_Exercise brief_
Copy the material below word for word, starting at the line that contains "of the ceramic" and continuing through the end of the material.

** Begin Record set **

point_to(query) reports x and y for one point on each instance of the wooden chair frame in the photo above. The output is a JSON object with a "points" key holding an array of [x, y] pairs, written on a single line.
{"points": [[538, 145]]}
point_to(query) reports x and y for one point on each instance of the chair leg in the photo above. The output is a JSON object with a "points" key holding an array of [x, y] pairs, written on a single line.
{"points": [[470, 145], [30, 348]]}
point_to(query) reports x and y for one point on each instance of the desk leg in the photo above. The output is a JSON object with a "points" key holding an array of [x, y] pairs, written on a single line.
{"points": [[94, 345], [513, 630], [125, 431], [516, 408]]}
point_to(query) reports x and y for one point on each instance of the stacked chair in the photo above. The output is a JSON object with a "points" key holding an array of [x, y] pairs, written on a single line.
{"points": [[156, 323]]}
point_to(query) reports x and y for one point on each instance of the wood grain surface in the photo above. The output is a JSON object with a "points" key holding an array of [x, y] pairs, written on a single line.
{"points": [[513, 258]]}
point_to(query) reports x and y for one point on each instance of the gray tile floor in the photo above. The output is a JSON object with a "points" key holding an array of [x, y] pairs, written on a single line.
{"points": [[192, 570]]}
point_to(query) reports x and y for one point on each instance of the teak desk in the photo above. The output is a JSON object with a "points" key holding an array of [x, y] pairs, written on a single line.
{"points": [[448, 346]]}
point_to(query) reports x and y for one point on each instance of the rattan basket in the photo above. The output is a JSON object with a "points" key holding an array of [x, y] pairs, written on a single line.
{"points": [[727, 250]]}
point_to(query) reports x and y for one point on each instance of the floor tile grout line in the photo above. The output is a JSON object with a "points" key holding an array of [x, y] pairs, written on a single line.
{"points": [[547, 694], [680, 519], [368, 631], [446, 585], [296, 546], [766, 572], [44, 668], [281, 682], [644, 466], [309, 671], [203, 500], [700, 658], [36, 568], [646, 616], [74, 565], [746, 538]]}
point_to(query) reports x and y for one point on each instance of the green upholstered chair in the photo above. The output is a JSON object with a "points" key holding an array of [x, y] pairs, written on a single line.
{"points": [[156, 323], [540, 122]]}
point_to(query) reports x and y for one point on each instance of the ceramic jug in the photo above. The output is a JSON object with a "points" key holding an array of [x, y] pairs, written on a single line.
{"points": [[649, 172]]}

** End Record set **

_Response below_
point_to(query) reports x and y for one point on each instance of the ceramic jug in the photo above. The output is a JSON object with a "points" key holding an array of [x, y] pairs, written on a single line.
{"points": [[649, 172]]}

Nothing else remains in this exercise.